• _Document text_
○ ○ ○ ○ ○
The enclosure operates at a structural level that existing intellectual property frameworks were not designed to address. Open-source licenses govern the use of specific software artifacts but say nothing about using those artifacts as training data. Creative Commons licenses govern reproduction and adaptation of specific works but do not govern the statistical patterns extracted from millions of such works and embedded in neural network weights. The legal vacuum has allowed AI companies to consume the commons without the reciprocity obligations that commons governance traditionally imposed — no requirement to contribute improvements back, no community voice in governance, no sharing of the value generated by the models.
The dynamic is circular and self-reinforcing. AI systems trained on commons data enable individual direct production. Individual producers, who can meet their needs through solitary AI conversation, contribute less to the commons. The commons receives less data and less community engagement. Future AI models train on a degraded commons, supplemented by proprietary data or AI-generated synthetic data. The commons becomes peripheral to the AI ecosystem, further reducing the incentive to maintain it. This is not the tragedy of overgrazing — the commons is not depleted by use. It is the tragedy of underfeeding — the commons degrades because contributions decline when the social context motivating contribution (community recognition, collaborative governance) is eliminated by a technology that makes collaboration unnecessary.
Benkler's institutional response to enclosure has always emphasized legal frameworks that protect the commons: open licenses, robust fair use, resistance to copyright expansion. The AI moment requires extending this institutional repertoire. Possible frameworks include copyleft-for-AI licenses (requiring that models trained on commons data be released openly), commons-governed AI (open-source models developed and maintained by communities), and compensation mechanisms (channeling revenue from commercial AI to commons maintenance). None exist at scale, and the institutional vacuum is the governance crisis of the transition.
The concept draws on the historical analysis of enclosure — the 18th-century privatization of English common lands that displaced rural communities — which Benkler invoked in The Wealth of Networks to describe the danger facing the digital commons. The AI-specific application emerged in 2023–2024 legal battles (authors' guilds suing OpenAI, artists suing Stability AI) and in the recognition that the training data fueling AI capabilities was overwhelmingly drawn from commons-produced knowledge that received no compensation, credit, or governance rights.
Commons as substrate. AI capability rests entirely on the accumulated output of commons-based peer production, making the commons the unacknowledged foundation of the AI economy.
Extraction without reciprocity. AI companies consumed commons data and produced proprietary tools that compete with the commons for contributors, disrupting the ecology of motivation that sustained collaborative production.
Model collapse risk. If AI-generated content floods the training data of future models, the diversity and human grounding that characterized the original commons will degrade, reducing the quality of subsequent AI generations.
Institutional gap. Existing intellectual property frameworks do not govern the use of works as training data, creating a legal vacuum that must be filled through new licensing frameworks, governance structures, or compensation mechanisms.
○ ○ ○ ○ ○
• _Data listing_
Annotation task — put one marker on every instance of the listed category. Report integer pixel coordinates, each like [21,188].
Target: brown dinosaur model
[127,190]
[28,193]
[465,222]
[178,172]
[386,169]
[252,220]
○ ○ ○ ○ ○
• _Task statement_
In the text on AI and the digital commons, what two lawsuits are given as examples of the 2023–2024 legal battles?

• _Answer space_
Authors' guilds suing OpenAI and artists suing Stability AI.